*Work to be completed*: Would you reproduce each line below exactly, leaving every picture out?

*Data in this exercise*:
········

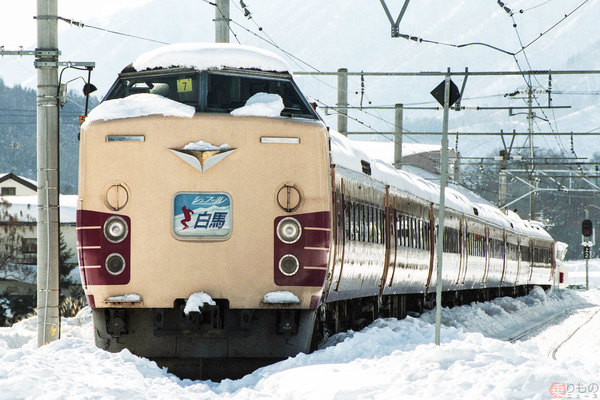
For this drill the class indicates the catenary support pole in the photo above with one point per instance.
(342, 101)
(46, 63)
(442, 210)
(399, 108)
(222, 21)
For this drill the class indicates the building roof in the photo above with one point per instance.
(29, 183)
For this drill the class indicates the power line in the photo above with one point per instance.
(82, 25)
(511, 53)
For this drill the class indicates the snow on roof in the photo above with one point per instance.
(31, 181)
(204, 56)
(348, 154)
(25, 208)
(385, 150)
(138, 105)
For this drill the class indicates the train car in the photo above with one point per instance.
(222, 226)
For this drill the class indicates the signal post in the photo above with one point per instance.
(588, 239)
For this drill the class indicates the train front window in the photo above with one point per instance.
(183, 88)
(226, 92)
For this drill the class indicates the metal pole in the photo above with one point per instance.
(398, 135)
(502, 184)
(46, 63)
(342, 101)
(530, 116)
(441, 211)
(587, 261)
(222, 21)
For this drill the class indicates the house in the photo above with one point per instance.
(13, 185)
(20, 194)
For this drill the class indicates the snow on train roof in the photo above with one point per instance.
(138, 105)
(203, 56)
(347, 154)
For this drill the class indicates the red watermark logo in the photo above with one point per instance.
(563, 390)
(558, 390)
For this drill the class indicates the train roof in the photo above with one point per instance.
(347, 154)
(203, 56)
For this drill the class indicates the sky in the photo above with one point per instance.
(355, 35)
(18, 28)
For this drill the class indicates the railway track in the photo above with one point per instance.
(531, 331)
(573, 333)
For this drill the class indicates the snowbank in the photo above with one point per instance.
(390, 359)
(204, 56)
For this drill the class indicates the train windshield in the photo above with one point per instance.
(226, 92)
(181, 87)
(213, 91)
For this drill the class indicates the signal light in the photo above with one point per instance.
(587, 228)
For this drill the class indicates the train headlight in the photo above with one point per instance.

········

*Response*:
For this drill the class indicates the catenary support pole in the photo above with one point per instance.
(342, 101)
(46, 63)
(442, 210)
(399, 108)
(222, 21)
For this drill the class indicates the building roof in the photo above with one point per instance.
(29, 183)
For this drill the class indicates the power line in the photo above with one point per instance.
(82, 25)
(511, 53)
For this drill the class indicates the snow on roof in the photo above with one point per instance.
(31, 181)
(204, 56)
(348, 154)
(25, 208)
(385, 150)
(138, 105)
For this drill the class indicates the train car in the photo above with one point per instance.
(222, 226)
For this drill the class indicates the signal post in the photo above with one point per instance.
(588, 239)
For this drill the class indicates the train front window in the photo above with one point per instance.
(183, 88)
(226, 92)
For this drill the class indicates the metal pole in the photo above with one point per instance.
(398, 135)
(502, 184)
(46, 63)
(342, 101)
(530, 116)
(441, 211)
(587, 261)
(222, 21)
For this drill the class indicates the house in the photo above with one point per instance.
(13, 185)
(20, 194)
For this drill the class indicates the snow on train roof in the photo above with one point per instance.
(138, 105)
(203, 56)
(347, 154)
For this drill the class indicates the red watermark logo in the photo above with one point per instance.
(563, 390)
(558, 390)
For this drill the class indicates the train roof in the photo above with one point per instance.
(347, 154)
(203, 56)
For this drill the class indicates the sky in the photo above with one point per instance.
(355, 35)
(18, 28)
For this drill the class indicates the railway track in the photo above with one point per instance.
(531, 331)
(573, 333)
For this drill the class indicates the snowbank in the photo above with one point per instance.
(390, 359)
(204, 56)
For this drill the class indicates the train windshield in the photo above with one point per instance.
(226, 92)
(181, 87)
(213, 91)
For this drill the class indicates the signal light in the photo above with one point per instance.
(587, 228)
For this drill the class indicates the train headlight in the photo above with one point per instance.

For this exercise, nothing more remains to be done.